SET OF TASKS:
1. Copy the Grand Canyon trip text word for word from "Grand Canyon National" to "we hiked through.".
2. Identify each line of the records that contains the word "brick", and copy those lines.

QUOTED TEXT:
[start]
Showing posts with label deer. Show all posts
Showing posts with label deer. Show all posts

Thursday, March 31, 2016

Grand Canyon: Corridor Trails - Phantom Ranch to Cottonwood Camp & Ribbon Falls

Phantom Ranch is a funny place. In the middle of seemingly nowhere, at the bottom of an inconceivably huge canyon lies this little slice of civilization. There are a smattering of buildings; lodges for the ecotourist, cabins for park rangers and other staff, and of course, Phantom Ranch itself, which is more or less a cantina. We awoke on day two to the thunder of power tools and earth movers shattering that tranquil sound of the awakening desert. I wondered how the small bulldozer got there, since the only way in is by foot, boat or beast of burden. I supposed it could have came by boat, or maybe lowered by helicopter. I hung my soaked sleeping bag on a bear hang pole (see previous post) and took care of my camp. We watched the masses depart during breakfast, leaving Phantom for destination's unknown. It didn't really feel like backpacking in that place. Too many people. Too many amenities. 

Grand Canyon National Park
Ellen in "The Box".
 After a late start we left Phantom enroute to Cottonwood Camp below the north rim. Soon after departure, we entered an area on the North Kaibab Trail called "The Box". The Box is a narrow canyon flanked by towering vertical cliffs. It is notorious for being an inferno in the summer months, although in winter it was chilly since the giant rock walls prevent the sun from reaching the bottom most of the day. To me it felt like a slot canyon. The danger of falling rocks weighed on my mind the entire way through. Especially after seeing rocks fall on the adjacent wall across the creek, and climbing over various rock piles that blocked the trail as we hiked through. 

On the North Kaibab Trail
 Eventually the Box opened up to sunshine and views of the snow-covered north rim. The experience was quite different than the day before because we barely saw anyone. I think we encountered only one other hiker in the Box. Between the Box and Cottonwood Camp we ran into a group of three researchers who were studying the health of native fish in Bright Angel Creek. They actually lived down there during the winter. What a sweet gig!
[end]
Records:
[start]
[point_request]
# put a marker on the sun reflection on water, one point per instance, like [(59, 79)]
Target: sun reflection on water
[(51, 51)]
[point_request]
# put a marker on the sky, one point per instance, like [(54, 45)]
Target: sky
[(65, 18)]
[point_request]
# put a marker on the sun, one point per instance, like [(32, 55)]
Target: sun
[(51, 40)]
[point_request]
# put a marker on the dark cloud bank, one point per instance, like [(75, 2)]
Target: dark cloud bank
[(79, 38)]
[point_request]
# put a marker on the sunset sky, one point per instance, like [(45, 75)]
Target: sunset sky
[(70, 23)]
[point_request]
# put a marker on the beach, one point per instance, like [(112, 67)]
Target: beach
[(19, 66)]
[end]
[start]
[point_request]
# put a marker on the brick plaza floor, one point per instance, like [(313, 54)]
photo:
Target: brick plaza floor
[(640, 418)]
[end]
SOLUTION LIST:
1.
Grand Canyon National Park
Ellen in "The Box".
 After a late start we left Phantom enroute to Cottonwood Camp below the north rim. Soon after departure, we entered an area on the North Kaibab Trail called "The Box". The Box is a narrow canyon flanked by towering vertical cliffs. It is notorious for being an inferno in the summer months, although in winter it was chilly since the giant rock walls prevent the sun from reaching the bottom most of the day. To me it felt like a slot canyon. The danger of falling rocks weighed on my mind the entire way through. Especially after seeing rocks fall on the adjacent wall across the creek, and climbing over various rock piles that blocked the trail as we hiked through.

2.
# put a marker on the brick plaza floor, one point per instance, like [(313, 54)]
Target: brick plaza floor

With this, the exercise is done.